- [Ausgewählter Text]:
Das Ende des Krieges und die politische Situation in Post-Jugoslawien bedeutet folglich auch das Ende derjenigen Bedingungen, die das spezifische Kunstschaffen in einer bestimmten historischen Epoche ermöglichten. In "...and other stories" gibt Maja Bajevic einen Ein- und Rückblick in das Kunstschaffen in dieser Ausnahmesituation.

Das Buch ist ein Dokument zeitgenössischer Kunst, das zu lesen sich lohnt. "Die Arbeit von Maja Bajevic ist ein Beispiel einer gelungenen Kommunikation für eine breite Öffentlichkeit, weil sie es auch sehr gut versteht, ihre Kunst in Worte zu fassen. Eine Arbeit, wie wir sie uns am Collegium Helveticum von Wissenschaftlern und Künstlern wünschen", kommentierte die Leiterin Helga Nowotny das Werk.

Im Gespräch mit ETH Life erläutert Maja Bajevic ihre Sicht über das Verhältnis zwischen Wissenschaft und Kunst:

Frau Bajevic, Sie formulieren im aktuellen "Meridian", dem Newsletter des Collegium, die These: "Die Wissenschaft und die Kunst sind der Motor unserer Gesellschaft." Wie ist diese Aussage zu verstehen?

Maja Bajevic: Kunst verändert unsere Weltanschauung. Wenn wir heute über die Kunst des 19. Jahrhunderts nachdenken, dann ist dieser Gedanke normal, weil eine Geschichte dazwischen liegt. Damals aber war die Kunst ein Spiegel der Gesellschaft. Sie zeigte auch, was in der Gesellschaft nicht stimmte.

... und die Naturwissenschaften?

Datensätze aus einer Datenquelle
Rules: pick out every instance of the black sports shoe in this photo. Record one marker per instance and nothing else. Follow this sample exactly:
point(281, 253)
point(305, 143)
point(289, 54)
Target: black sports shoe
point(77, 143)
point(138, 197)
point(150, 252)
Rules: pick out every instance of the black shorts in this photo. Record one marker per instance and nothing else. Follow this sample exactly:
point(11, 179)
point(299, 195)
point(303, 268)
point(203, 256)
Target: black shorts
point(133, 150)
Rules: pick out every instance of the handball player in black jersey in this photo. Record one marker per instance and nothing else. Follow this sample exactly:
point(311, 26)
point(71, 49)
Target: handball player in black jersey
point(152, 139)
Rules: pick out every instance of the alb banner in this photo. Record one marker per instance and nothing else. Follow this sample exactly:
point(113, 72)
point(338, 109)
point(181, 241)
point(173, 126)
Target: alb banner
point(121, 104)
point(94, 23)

---

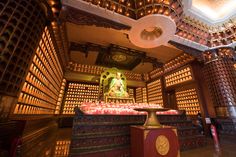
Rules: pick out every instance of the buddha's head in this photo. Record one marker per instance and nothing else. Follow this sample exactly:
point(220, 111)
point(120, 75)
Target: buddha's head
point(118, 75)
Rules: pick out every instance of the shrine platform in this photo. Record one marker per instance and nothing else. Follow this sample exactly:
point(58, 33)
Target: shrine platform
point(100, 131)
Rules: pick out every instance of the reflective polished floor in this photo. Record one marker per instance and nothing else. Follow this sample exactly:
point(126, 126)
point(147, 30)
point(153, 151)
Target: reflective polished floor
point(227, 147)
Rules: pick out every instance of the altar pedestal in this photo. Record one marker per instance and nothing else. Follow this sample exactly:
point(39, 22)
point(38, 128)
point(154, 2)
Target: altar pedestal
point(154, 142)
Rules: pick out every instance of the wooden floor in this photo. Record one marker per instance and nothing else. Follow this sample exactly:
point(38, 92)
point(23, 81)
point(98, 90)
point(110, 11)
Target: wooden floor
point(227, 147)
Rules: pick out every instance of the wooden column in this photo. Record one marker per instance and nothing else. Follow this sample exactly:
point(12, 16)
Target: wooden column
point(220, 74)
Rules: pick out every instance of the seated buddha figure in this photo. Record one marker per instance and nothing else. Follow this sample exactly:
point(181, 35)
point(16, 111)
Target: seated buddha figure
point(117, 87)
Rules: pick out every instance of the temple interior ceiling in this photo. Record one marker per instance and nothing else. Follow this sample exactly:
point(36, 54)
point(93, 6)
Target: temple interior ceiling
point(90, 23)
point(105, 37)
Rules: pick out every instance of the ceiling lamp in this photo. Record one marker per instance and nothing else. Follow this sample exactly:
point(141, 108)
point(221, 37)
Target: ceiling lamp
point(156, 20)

- [Aufgabe 1]: Gib aus dem Text über Maja Bajevic den Abschnitt von „Im Gespräch mit“ bis einschließlich „Aussage zu verstehen?“ wortgetreu aus.
- [Aufgabe 2]: Schreib alle Stellen aus dem Text über Maja Bajevic heraus, die in Anführungszeichen stehen, und zwar in der Reihenfolge, in der sie vorkommen.

- [Lösung 1]:
Im Gespräch mit ETH Life erläutert Maja Bajevic ihre Sicht über das Verhältnis zwischen Wissenschaft und Kunst:

Frau Bajevic, Sie formulieren im aktuellen "Meridian", dem Newsletter des Collegium, die These: "Die Wissenschaft und die Kunst sind der Motor unserer Gesellschaft." Wie ist diese Aussage zu verstehen?

- [Lösung 2]:
"...and other stories"
"Die Arbeit von Maja Bajevic ist ein Beispiel einer gelungenen Kommunikation für eine breite Öffentlichkeit, weil sie es auch sehr gut versteht, ihre Kunst in Worte zu fassen. Eine Arbeit, wie wir sie uns am Collegium Helveticum von Wissenschaftlern und Künstlern wünschen"
"Meridian"
"Die Wissenschaft und die Kunst sind der Motor unserer Gesellschaft."